* _Exercise_: For every line in the records that has the word "below", make a copy.
::::::::::
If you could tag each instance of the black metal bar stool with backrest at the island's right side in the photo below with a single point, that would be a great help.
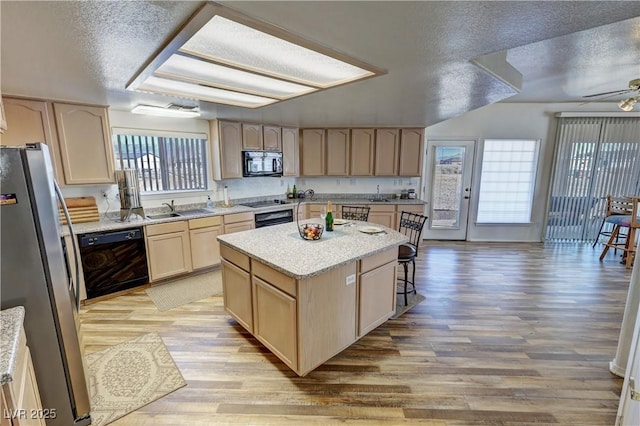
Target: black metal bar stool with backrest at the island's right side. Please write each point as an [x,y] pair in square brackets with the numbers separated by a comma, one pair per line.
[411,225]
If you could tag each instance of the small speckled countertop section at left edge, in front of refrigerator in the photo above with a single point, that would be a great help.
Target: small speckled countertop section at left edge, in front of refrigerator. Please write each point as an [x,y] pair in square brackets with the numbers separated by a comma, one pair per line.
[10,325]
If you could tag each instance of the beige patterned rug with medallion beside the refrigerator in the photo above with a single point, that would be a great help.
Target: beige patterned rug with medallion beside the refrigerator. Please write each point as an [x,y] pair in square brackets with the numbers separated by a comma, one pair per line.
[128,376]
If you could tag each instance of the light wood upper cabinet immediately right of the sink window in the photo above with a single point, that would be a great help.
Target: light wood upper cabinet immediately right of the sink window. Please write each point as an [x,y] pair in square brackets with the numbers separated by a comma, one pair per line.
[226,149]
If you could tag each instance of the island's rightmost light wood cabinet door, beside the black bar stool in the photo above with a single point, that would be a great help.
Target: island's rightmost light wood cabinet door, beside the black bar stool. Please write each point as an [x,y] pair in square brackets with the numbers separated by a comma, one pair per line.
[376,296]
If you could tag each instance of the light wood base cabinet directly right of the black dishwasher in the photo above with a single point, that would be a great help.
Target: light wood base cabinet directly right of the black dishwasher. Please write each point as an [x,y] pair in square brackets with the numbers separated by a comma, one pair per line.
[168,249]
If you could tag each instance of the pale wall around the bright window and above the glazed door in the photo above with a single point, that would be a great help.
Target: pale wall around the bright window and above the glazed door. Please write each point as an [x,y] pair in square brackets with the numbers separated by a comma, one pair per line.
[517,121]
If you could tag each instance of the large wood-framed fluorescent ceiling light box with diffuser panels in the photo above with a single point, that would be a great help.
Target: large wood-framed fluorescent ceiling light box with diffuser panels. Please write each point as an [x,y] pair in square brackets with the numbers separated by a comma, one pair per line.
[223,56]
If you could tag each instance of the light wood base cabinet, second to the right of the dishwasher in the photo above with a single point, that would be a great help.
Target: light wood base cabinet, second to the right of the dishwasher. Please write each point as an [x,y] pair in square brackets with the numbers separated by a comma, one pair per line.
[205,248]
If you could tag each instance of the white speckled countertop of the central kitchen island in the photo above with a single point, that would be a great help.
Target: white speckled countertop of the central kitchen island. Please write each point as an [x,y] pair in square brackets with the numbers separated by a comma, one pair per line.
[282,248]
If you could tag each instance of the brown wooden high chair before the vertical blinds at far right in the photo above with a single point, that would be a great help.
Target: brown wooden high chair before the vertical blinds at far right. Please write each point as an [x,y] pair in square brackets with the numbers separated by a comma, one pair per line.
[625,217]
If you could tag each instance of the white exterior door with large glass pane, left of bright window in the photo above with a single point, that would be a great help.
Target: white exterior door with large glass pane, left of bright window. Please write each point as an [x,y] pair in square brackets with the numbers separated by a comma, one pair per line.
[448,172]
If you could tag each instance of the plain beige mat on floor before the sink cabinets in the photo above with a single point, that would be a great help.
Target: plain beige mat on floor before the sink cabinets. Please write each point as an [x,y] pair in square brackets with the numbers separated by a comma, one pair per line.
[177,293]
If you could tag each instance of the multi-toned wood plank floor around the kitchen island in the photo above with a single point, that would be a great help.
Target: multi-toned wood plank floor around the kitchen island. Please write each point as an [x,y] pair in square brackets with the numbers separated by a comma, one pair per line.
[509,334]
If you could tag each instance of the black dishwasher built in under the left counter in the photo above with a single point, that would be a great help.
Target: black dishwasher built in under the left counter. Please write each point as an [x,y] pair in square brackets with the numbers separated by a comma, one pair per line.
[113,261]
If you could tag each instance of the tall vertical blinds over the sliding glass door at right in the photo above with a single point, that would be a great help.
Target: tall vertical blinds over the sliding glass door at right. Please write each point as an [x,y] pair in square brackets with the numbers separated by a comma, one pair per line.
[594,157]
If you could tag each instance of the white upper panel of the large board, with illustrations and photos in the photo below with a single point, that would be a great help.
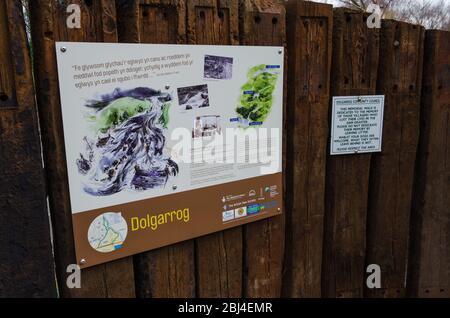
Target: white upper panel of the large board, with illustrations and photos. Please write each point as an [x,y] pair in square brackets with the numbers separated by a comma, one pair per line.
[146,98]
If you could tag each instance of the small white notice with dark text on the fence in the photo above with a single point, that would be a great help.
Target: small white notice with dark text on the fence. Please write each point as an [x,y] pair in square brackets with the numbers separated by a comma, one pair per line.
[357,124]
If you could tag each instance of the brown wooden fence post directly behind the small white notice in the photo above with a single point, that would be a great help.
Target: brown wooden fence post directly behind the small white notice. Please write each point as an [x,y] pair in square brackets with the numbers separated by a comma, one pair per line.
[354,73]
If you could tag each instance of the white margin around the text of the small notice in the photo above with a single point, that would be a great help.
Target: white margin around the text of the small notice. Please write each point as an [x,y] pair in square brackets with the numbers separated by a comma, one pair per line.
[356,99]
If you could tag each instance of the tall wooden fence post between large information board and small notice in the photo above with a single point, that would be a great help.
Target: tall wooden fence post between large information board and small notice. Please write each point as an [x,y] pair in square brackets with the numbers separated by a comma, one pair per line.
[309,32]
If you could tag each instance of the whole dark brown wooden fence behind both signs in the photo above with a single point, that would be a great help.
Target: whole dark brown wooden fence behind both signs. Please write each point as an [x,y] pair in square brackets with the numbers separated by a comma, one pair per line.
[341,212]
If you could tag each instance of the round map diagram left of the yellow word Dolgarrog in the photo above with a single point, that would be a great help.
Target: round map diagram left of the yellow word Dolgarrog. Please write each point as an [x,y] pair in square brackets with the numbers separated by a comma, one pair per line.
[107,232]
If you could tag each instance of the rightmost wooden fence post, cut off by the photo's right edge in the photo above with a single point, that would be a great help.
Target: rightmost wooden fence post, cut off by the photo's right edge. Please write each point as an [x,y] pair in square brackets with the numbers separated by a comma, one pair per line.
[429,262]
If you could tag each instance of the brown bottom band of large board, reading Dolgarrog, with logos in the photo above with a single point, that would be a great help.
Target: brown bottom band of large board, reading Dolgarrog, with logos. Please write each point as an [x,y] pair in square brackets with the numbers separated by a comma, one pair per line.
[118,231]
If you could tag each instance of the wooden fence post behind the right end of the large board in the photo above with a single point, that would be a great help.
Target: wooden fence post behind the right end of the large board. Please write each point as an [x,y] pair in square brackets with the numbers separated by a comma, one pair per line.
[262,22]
::::::::::
* _Answer to this task_:
If you could tag each instance of the black metal bar stool with backrest at the island's right side in the photo below with a single point, that would be a great help.
If you could tag each instance of the white upper panel of the large board, with illustrations and photos in the photo below with a single point, that would be a great help.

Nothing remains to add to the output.